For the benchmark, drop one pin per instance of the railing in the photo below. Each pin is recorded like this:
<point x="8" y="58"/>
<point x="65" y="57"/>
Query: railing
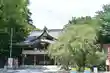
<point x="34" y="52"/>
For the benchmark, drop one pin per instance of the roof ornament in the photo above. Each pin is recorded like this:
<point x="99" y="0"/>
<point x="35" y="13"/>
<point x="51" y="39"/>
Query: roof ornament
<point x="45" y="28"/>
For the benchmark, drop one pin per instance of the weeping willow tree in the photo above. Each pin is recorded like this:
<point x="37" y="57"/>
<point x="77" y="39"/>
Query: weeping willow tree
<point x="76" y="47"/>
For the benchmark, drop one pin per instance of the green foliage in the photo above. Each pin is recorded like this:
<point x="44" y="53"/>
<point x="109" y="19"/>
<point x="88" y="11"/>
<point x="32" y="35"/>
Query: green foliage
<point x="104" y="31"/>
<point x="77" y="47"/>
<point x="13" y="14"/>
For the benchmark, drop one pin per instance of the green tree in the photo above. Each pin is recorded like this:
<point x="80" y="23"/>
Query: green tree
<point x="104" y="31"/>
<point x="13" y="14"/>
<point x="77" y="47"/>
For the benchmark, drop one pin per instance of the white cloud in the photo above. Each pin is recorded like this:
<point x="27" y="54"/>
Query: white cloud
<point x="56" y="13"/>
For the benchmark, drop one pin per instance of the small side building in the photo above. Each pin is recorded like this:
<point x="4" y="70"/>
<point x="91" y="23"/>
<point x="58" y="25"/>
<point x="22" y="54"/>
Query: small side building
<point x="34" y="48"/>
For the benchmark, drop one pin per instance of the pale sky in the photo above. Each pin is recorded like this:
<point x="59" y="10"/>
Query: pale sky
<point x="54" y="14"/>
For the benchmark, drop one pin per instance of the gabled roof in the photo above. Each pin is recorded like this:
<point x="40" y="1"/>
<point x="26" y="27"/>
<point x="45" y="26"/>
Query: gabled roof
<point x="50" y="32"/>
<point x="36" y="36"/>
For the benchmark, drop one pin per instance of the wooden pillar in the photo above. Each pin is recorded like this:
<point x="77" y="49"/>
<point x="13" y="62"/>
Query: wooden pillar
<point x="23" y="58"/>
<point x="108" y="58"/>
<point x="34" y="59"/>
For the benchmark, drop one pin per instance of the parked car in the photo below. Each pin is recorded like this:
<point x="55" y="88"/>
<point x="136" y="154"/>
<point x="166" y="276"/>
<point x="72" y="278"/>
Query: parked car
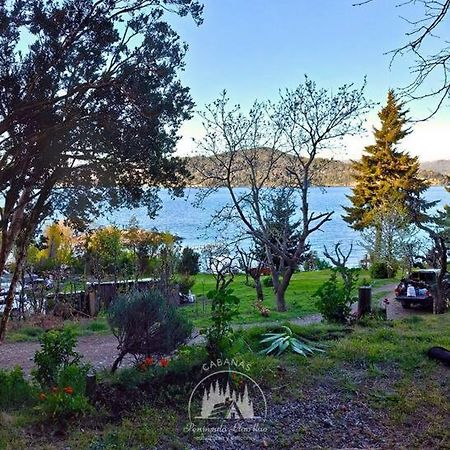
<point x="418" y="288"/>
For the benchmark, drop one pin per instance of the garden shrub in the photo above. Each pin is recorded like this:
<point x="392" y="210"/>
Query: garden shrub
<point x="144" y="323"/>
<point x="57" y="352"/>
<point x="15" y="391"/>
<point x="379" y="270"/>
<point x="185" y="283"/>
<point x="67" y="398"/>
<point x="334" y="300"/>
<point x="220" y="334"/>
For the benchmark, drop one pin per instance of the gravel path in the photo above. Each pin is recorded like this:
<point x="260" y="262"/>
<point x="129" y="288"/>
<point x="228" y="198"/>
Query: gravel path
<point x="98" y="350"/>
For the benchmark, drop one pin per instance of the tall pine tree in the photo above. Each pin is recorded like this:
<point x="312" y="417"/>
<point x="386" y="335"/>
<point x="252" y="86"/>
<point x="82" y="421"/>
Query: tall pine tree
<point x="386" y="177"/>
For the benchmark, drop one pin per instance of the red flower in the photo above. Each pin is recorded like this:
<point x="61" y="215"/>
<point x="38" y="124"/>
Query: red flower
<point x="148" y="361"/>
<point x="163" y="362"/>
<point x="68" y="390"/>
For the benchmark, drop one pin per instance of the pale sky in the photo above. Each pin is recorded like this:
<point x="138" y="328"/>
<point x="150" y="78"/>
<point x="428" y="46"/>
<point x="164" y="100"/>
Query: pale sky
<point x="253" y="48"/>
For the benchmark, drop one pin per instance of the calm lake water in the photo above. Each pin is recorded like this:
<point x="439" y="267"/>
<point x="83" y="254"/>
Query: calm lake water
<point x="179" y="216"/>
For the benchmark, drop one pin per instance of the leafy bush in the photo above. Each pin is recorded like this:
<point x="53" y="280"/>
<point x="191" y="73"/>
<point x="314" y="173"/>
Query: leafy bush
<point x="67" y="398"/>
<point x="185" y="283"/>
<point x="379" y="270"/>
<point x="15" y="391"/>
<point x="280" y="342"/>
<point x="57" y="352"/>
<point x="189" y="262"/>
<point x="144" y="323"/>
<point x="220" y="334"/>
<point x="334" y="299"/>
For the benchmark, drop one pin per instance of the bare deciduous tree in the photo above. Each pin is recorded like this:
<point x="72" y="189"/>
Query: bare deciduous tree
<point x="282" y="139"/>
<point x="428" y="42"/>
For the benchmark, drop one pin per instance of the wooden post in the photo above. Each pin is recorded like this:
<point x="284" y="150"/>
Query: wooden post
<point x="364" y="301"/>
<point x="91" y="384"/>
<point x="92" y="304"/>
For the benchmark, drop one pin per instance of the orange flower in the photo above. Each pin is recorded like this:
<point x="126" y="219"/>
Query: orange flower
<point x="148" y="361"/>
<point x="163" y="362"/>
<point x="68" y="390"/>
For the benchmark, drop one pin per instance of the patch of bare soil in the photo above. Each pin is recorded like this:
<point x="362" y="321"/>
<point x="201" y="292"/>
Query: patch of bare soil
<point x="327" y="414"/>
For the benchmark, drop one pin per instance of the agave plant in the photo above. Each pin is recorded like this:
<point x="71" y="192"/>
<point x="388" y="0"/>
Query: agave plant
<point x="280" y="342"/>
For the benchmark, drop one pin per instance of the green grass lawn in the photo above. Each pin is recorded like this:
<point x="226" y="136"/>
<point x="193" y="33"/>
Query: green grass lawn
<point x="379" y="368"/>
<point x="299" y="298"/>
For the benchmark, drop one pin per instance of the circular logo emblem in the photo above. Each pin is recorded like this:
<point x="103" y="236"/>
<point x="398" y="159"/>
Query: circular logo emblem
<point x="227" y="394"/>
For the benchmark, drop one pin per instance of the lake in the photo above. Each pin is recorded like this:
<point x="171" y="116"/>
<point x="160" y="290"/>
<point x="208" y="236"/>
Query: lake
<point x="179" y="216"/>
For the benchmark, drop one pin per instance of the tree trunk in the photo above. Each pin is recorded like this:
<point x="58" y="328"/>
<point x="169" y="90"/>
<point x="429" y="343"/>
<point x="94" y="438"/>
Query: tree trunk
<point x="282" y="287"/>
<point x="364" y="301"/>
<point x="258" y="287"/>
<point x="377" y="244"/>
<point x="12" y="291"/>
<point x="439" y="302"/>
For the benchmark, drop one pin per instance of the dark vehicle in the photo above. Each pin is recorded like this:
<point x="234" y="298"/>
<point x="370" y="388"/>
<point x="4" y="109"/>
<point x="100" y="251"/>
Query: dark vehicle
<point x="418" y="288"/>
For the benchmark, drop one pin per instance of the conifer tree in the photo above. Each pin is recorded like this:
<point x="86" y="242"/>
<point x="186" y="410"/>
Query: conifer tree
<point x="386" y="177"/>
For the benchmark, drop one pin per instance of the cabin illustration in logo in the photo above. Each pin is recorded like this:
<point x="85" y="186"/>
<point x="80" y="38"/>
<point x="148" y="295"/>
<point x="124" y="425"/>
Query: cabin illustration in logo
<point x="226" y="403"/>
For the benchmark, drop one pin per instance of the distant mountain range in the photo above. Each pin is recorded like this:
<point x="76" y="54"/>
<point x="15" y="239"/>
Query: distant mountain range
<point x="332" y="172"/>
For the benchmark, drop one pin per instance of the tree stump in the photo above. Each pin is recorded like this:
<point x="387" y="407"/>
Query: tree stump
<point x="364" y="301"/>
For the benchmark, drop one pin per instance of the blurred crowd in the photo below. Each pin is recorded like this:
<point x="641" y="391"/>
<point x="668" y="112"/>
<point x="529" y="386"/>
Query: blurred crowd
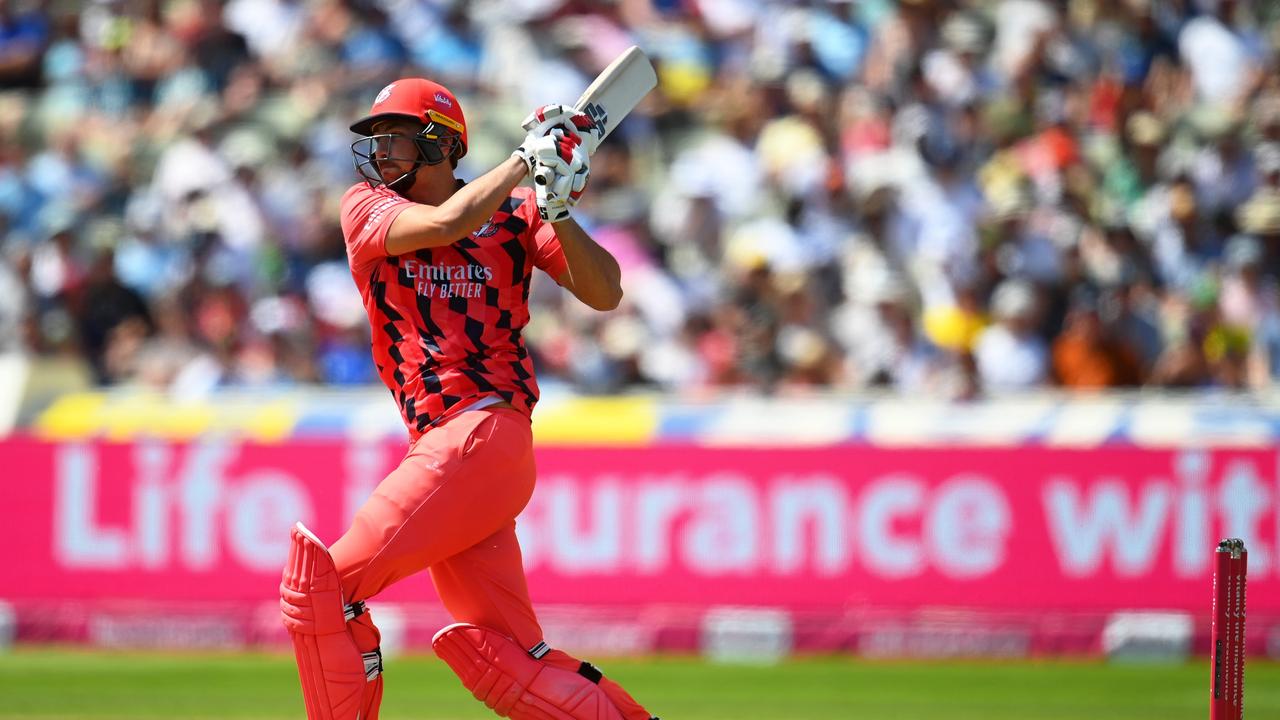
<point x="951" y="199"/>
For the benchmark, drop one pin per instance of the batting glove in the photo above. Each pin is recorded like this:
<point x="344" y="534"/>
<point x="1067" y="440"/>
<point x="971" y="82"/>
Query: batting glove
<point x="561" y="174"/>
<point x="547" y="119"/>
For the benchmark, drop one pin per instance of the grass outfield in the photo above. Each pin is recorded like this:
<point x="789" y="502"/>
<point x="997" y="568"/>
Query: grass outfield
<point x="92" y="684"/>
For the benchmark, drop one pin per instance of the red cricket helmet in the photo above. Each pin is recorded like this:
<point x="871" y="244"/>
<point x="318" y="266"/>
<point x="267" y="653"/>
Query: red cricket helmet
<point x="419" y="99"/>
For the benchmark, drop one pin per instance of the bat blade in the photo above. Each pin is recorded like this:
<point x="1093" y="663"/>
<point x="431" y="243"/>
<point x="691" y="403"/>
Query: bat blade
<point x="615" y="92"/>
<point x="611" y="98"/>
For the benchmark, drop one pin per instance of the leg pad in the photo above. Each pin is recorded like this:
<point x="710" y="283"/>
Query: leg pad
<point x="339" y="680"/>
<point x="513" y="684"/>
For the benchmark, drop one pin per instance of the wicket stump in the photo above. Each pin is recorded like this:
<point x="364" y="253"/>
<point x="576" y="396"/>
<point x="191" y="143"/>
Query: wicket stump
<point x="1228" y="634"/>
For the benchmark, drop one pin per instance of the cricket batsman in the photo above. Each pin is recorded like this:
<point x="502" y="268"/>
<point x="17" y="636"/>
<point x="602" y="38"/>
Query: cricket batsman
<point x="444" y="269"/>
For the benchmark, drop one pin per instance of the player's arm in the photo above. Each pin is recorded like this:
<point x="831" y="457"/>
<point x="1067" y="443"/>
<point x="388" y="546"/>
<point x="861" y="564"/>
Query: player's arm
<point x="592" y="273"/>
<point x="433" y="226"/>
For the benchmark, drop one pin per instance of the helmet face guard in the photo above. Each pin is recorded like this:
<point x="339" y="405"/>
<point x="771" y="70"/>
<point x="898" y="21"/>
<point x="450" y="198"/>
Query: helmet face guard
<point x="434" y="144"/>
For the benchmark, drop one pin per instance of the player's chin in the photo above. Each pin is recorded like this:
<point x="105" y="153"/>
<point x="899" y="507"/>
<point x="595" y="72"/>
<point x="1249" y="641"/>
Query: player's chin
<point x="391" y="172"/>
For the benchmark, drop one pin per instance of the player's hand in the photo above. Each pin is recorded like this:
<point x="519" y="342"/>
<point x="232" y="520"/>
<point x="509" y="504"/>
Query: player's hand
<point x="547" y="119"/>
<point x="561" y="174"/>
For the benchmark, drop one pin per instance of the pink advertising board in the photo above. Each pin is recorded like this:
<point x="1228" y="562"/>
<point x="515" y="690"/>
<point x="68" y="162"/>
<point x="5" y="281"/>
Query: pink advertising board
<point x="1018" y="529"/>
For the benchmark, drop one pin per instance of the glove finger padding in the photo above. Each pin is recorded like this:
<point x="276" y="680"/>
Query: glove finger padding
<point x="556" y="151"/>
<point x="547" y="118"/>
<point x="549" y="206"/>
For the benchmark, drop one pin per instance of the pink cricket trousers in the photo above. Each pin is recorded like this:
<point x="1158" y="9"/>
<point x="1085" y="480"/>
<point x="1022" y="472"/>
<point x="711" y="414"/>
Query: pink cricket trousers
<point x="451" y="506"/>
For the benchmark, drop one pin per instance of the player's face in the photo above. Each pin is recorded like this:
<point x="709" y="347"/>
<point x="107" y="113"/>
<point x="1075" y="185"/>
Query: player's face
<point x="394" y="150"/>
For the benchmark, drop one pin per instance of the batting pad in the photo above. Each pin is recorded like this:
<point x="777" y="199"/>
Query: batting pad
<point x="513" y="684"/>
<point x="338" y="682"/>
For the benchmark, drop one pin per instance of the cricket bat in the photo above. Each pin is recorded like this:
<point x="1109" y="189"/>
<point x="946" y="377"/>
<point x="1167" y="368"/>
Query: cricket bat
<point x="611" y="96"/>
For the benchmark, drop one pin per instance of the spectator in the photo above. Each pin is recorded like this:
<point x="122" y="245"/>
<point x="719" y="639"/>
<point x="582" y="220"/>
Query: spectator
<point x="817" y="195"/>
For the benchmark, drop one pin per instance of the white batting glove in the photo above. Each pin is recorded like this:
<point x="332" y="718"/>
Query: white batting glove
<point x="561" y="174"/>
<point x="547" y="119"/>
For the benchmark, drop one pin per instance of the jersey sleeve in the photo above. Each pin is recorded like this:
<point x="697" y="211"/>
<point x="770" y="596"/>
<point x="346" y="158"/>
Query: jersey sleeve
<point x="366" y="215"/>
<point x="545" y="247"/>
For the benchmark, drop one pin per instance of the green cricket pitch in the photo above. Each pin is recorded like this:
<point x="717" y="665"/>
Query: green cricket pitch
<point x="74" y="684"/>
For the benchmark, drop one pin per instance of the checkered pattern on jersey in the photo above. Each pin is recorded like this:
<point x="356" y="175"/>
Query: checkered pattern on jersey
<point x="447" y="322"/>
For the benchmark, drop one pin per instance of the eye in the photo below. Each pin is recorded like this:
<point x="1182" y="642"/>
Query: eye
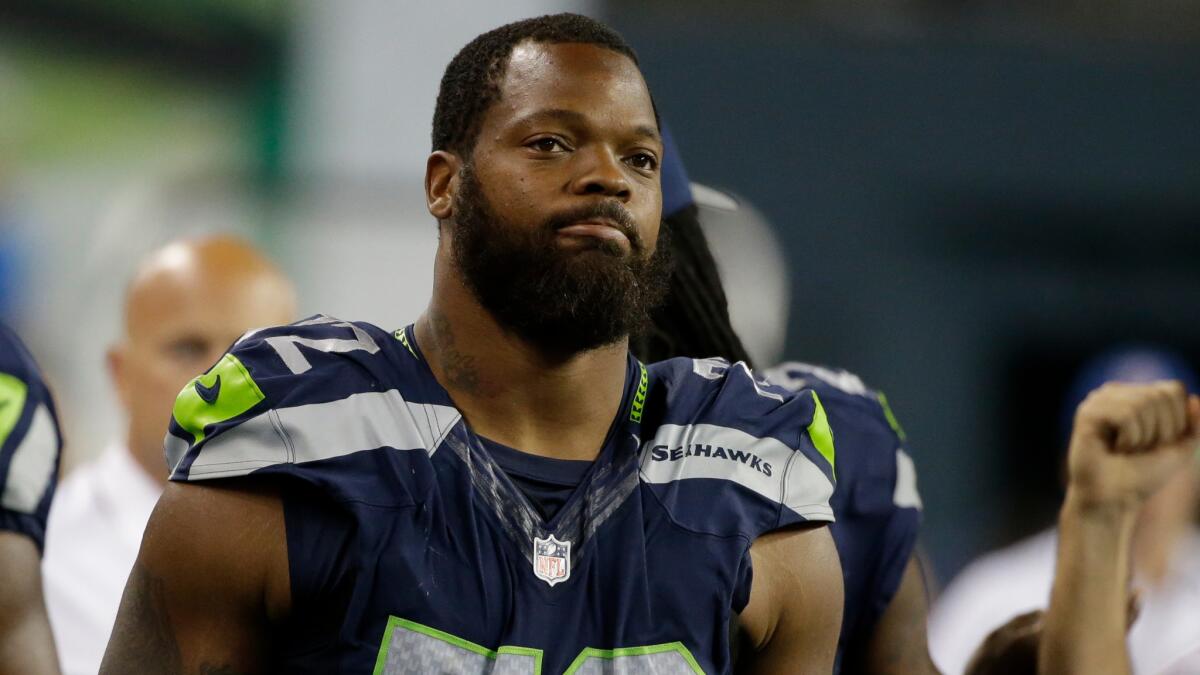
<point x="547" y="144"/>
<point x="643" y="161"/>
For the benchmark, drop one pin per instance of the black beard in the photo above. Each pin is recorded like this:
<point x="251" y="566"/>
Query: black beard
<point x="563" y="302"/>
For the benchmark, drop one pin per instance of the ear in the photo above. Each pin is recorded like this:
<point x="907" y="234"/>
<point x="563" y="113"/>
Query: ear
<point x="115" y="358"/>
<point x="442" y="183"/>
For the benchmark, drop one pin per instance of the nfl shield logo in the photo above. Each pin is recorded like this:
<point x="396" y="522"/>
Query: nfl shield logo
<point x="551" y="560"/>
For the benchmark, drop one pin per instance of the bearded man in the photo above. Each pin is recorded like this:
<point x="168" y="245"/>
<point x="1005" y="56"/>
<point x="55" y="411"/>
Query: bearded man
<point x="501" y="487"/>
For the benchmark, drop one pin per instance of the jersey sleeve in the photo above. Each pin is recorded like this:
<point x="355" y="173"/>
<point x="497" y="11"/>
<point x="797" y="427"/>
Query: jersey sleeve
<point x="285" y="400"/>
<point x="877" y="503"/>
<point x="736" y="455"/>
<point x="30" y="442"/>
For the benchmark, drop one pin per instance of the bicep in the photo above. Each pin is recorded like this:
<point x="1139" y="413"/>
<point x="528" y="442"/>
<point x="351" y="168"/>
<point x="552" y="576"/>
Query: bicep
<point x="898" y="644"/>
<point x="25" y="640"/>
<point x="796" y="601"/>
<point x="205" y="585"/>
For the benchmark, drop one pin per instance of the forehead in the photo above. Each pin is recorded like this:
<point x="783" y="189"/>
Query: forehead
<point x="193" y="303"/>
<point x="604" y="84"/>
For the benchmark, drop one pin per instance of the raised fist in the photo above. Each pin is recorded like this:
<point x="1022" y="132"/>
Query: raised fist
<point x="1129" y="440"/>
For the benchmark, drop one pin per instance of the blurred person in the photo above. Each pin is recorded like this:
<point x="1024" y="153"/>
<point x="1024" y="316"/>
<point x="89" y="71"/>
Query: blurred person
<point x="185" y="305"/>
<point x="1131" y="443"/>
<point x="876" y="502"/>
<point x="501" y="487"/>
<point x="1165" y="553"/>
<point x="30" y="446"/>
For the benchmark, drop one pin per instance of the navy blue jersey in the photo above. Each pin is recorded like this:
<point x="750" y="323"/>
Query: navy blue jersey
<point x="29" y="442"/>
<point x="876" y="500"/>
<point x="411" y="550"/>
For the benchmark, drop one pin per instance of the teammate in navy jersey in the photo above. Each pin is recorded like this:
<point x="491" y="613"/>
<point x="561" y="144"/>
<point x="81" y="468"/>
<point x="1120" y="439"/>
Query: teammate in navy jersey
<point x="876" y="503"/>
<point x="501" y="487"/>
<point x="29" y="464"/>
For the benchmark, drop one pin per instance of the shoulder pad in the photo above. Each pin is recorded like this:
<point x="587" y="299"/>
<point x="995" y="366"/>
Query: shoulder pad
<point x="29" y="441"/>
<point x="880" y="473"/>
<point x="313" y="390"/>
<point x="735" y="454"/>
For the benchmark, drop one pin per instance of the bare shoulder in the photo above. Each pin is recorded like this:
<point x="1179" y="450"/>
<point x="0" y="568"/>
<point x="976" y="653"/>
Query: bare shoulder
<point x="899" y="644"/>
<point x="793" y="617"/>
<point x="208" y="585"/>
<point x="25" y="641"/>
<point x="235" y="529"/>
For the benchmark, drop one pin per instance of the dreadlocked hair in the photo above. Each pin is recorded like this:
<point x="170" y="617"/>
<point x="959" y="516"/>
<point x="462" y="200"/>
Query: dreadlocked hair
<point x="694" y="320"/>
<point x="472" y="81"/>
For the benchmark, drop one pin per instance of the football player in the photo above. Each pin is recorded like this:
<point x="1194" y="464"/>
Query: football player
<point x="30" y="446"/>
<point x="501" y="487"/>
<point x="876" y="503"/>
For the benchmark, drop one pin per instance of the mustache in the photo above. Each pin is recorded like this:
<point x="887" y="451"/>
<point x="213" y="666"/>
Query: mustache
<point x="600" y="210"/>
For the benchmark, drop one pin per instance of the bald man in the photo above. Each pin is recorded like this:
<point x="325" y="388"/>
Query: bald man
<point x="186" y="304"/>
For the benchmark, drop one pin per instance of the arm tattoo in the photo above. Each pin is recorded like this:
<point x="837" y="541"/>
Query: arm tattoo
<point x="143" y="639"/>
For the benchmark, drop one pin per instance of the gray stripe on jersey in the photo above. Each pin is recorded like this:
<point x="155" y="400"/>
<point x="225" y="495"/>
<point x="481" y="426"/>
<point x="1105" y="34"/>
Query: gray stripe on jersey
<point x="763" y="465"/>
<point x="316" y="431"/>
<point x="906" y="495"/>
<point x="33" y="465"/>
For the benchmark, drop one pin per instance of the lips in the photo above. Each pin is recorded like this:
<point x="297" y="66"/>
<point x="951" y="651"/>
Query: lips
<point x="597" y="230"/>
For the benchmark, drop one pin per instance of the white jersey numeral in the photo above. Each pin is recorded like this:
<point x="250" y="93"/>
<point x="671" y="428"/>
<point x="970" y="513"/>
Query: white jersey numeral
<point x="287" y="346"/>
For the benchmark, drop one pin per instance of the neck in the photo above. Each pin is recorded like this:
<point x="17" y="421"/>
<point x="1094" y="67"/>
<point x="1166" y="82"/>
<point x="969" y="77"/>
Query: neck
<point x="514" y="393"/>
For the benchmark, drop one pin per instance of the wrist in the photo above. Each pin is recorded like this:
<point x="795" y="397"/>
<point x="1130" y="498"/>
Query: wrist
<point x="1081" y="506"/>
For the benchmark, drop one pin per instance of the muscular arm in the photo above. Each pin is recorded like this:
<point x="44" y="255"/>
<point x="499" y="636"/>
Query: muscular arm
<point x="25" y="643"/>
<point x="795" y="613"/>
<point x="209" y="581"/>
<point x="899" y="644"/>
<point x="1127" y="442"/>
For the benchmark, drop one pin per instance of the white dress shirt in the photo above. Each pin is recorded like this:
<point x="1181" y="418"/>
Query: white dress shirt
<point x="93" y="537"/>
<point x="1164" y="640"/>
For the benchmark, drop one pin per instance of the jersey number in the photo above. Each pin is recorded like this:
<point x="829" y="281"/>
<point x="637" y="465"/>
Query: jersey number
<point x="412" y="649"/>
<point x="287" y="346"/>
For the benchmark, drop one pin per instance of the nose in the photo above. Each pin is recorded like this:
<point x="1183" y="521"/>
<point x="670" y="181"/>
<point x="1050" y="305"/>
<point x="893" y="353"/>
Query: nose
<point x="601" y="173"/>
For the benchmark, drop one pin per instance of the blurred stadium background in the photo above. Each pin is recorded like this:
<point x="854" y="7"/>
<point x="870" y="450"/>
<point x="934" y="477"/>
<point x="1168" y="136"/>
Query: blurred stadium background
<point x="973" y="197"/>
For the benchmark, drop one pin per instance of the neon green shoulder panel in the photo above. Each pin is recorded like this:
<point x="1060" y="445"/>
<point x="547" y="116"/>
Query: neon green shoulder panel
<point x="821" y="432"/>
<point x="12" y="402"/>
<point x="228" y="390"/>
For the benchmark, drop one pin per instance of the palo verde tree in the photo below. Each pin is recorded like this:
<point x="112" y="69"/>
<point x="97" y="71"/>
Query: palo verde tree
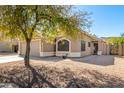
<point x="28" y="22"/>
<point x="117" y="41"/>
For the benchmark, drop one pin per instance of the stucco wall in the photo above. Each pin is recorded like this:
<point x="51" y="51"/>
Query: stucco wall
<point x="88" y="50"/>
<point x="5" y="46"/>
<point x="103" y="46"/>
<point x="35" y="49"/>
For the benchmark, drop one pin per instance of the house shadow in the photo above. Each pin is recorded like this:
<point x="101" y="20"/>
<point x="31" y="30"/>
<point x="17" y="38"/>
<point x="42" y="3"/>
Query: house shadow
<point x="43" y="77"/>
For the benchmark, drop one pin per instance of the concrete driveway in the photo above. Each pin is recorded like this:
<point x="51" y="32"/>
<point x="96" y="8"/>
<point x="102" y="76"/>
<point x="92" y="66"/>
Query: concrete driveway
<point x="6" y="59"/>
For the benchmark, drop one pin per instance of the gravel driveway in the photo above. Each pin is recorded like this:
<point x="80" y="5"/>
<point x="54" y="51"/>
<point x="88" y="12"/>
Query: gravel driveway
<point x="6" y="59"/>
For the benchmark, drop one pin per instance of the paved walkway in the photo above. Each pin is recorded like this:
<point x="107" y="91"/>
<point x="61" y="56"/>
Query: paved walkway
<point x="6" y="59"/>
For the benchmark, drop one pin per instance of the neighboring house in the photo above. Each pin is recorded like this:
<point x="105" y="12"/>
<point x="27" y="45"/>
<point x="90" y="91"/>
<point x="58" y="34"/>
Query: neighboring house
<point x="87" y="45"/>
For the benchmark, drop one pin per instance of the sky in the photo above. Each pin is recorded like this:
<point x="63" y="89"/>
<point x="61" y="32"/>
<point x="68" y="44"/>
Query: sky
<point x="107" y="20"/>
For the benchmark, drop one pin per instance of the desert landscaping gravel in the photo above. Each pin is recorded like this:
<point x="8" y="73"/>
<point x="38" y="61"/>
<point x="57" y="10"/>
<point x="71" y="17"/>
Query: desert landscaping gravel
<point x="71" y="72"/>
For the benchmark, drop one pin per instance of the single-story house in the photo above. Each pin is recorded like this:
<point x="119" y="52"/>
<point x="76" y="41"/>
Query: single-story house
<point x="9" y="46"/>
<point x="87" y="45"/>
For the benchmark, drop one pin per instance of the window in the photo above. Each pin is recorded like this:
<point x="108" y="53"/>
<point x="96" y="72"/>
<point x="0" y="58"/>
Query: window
== == ==
▶ Task to complete
In the listing above, find the line containing "For the benchmark, drop one pin per instance of the desert", then reproduce it and each line after it through the end, exactly and with nothing added.

▶ Complete output
For the benchmark, drop one pin per instance of the desert landscaping gravel in the photo above. Each pin is recorded like this:
<point x="8" y="73"/>
<point x="38" y="61"/>
<point x="57" y="10"/>
<point x="71" y="17"/>
Query: desert landscaping gravel
<point x="71" y="72"/>
For the benchmark, drop one pin per instance of the single-story house in the photo above. Each pin is recorded like this:
<point x="119" y="52"/>
<point x="76" y="41"/>
Query: single-story house
<point x="9" y="46"/>
<point x="87" y="45"/>
For the benchmark, drop one pin per instance of the window in the photo above. Each pin is recorded like this:
<point x="108" y="53"/>
<point x="96" y="72"/>
<point x="0" y="58"/>
Query: window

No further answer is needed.